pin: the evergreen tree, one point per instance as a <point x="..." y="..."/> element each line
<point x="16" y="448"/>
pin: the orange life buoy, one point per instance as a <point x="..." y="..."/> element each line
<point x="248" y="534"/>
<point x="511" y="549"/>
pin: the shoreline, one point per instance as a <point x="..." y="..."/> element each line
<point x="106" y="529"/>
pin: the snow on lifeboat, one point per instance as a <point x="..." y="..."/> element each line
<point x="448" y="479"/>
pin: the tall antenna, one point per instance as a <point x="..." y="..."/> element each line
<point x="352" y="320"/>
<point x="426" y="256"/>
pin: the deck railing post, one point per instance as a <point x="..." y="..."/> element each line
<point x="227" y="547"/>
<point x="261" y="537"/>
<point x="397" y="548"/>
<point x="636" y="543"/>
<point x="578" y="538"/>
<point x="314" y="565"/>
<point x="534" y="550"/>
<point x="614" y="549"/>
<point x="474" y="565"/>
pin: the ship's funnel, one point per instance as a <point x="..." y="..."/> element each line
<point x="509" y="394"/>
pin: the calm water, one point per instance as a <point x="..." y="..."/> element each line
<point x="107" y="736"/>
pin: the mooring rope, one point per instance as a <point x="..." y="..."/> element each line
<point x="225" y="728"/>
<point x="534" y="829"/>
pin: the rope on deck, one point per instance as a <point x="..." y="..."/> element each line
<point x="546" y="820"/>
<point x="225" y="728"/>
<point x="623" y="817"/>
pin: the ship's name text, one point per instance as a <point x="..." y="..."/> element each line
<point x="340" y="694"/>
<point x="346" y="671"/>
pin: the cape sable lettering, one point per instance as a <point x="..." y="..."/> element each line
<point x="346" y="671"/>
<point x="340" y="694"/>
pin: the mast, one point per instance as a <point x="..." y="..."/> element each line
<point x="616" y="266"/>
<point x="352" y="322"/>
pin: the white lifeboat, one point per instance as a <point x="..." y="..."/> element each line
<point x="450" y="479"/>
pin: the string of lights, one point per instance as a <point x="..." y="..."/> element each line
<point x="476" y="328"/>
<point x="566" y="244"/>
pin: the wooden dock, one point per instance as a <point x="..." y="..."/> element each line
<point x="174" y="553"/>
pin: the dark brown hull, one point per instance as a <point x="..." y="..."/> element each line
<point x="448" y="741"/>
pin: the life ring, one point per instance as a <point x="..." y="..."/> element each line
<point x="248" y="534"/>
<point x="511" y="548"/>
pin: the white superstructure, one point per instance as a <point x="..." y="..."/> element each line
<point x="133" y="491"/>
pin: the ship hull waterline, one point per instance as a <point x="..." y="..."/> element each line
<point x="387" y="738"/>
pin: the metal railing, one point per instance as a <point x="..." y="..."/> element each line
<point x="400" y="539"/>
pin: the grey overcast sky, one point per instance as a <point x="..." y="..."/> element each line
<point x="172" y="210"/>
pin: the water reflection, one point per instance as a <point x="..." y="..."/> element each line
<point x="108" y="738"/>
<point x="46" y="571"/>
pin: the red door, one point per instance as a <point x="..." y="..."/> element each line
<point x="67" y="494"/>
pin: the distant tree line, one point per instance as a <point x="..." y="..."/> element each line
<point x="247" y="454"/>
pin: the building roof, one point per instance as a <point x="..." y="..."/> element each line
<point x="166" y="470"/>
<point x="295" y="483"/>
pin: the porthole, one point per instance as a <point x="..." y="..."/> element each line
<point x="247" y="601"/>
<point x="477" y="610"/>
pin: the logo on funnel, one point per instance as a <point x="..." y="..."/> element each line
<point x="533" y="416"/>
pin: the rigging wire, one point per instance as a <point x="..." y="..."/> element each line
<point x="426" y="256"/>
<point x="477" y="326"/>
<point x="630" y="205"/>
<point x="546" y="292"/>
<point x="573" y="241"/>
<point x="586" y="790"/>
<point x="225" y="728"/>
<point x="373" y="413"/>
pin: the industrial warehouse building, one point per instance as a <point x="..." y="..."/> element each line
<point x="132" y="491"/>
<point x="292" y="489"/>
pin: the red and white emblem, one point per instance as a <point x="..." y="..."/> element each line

YOUR GOAL:
Give the whole listing above as a Markdown table with the columns "Row" and "Entry," one numbered row per line and no blank lines.

RESPONSE TO THIS EXERCISE:
| Row | Entry |
|---|---|
| 1 | pin: the evergreen tree, one point per instance as a <point x="..." y="..."/> element each line |
| 2 | <point x="16" y="448"/> |
| 3 | pin: the orange life buoy, one point per instance as a <point x="..." y="..."/> element each line |
| 4 | <point x="248" y="534"/> |
| 5 | <point x="511" y="549"/> |
| 6 | pin: the shoreline, one point per instance as a <point x="..." y="..."/> element each line |
| 7 | <point x="106" y="529"/> |
| 8 | pin: the snow on lifeboat, one point per instance as a <point x="..." y="..."/> element each line |
| 9 | <point x="448" y="479"/> |
| 10 | pin: the tall antenna, one point per instance as a <point x="..." y="..."/> element each line |
| 11 | <point x="352" y="320"/> |
| 12 | <point x="426" y="256"/> |
| 13 | pin: the deck railing post, one point per instance as a <point x="..." y="..."/> element each line |
| 14 | <point x="227" y="547"/> |
| 15 | <point x="261" y="537"/> |
| 16 | <point x="397" y="548"/> |
| 17 | <point x="636" y="543"/> |
| 18 | <point x="578" y="538"/> |
| 19 | <point x="314" y="565"/> |
| 20 | <point x="534" y="550"/> |
| 21 | <point x="614" y="549"/> |
| 22 | <point x="474" y="565"/> |
| 23 | pin: the ship's funnel, one point per instance as a <point x="..." y="..."/> element each line |
| 24 | <point x="509" y="394"/> |
| 25 | pin: the calm water, one point per instance as a <point x="..." y="..."/> element each line |
| 26 | <point x="107" y="736"/> |
| 27 | pin: the mooring rope, one point per instance as a <point x="..." y="..."/> element each line |
| 28 | <point x="225" y="728"/> |
| 29 | <point x="534" y="829"/> |
| 30 | pin: the rope on deck, one point per instance as a <point x="..." y="..."/> element each line |
| 31 | <point x="546" y="820"/> |
| 32 | <point x="225" y="728"/> |
| 33 | <point x="623" y="817"/> |
| 34 | pin: the ship's name text, one point per instance as a <point x="..." y="..."/> element each line |
| 35 | <point x="340" y="694"/> |
| 36 | <point x="346" y="671"/> |
| 37 | pin: the cape sable lettering, one point per instance as a <point x="..." y="..."/> element each line |
| 38 | <point x="346" y="671"/> |
| 39 | <point x="340" y="694"/> |
| 40 | pin: the mast, one point per instance as a <point x="..." y="..."/> element each line |
| 41 | <point x="616" y="266"/> |
| 42 | <point x="352" y="322"/> |
| 43 | pin: the white lifeboat, one point per instance as a <point x="..." y="..."/> element each line |
| 44 | <point x="450" y="479"/> |
| 45 | pin: the string of lights, one point per instance as a <point x="..." y="..."/> element each line |
| 46 | <point x="476" y="328"/> |
| 47 | <point x="566" y="244"/> |
| 48 | pin: the wooden dock, one point per instance as a <point x="..." y="..."/> element each line |
| 49 | <point x="174" y="553"/> |
| 50 | pin: the dark brown hull, one point per instance as a <point x="..." y="..."/> element each line |
| 51 | <point x="448" y="741"/> |
| 52 | pin: the life ring, one point per instance as a <point x="..." y="..."/> element each line |
| 53 | <point x="248" y="534"/> |
| 54 | <point x="511" y="548"/> |
| 55 | pin: the white superstructure, one point per instance as a <point x="..." y="..."/> element each line |
| 56 | <point x="133" y="491"/> |
| 57 | pin: the ship hull waterline, one point per instance as a <point x="..." y="..."/> element each line |
| 58 | <point x="387" y="738"/> |
| 59 | pin: the metal railing, one point per instance as a <point x="..." y="..."/> element each line |
| 60 | <point x="400" y="539"/> |
| 61 | pin: the grey overcast sky, one point per instance as a <point x="..." y="..."/> element each line |
| 62 | <point x="172" y="210"/> |
| 63 | pin: the water reflection, one point per instance as a <point x="..." y="..."/> element each line |
| 64 | <point x="108" y="738"/> |
| 65 | <point x="46" y="571"/> |
| 66 | pin: the red door, one point per instance as a <point x="..." y="..."/> element each line |
| 67 | <point x="67" y="494"/> |
| 68 | pin: the distant tree line, one point per instance as a <point x="..." y="..."/> element each line |
| 69 | <point x="247" y="454"/> |
| 70 | pin: the building roof, one point per instance as a <point x="..." y="..."/> element each line |
| 71 | <point x="166" y="470"/> |
| 72 | <point x="295" y="483"/> |
| 73 | pin: the porthole, one point per instance as a <point x="..." y="..."/> element each line |
| 74 | <point x="247" y="601"/> |
| 75 | <point x="477" y="610"/> |
| 76 | pin: the logo on funnel, one point per instance as a <point x="..." y="..."/> element each line |
| 77 | <point x="533" y="416"/> |
| 78 | pin: the rigging wire, one point per instance as a <point x="..." y="..."/> element each line |
| 79 | <point x="426" y="256"/> |
| 80 | <point x="477" y="326"/> |
| 81 | <point x="630" y="205"/> |
| 82 | <point x="546" y="292"/> |
| 83 | <point x="573" y="241"/> |
| 84 | <point x="586" y="790"/> |
| 85 | <point x="225" y="728"/> |
| 86 | <point x="373" y="413"/> |
| 87 | pin: the industrial warehouse building, one point per instance as a <point x="..." y="..."/> element each line |
| 88 | <point x="132" y="491"/> |
| 89 | <point x="292" y="489"/> |
| 90 | pin: the red and white emblem, one point per instance as a <point x="..." y="..."/> element each line |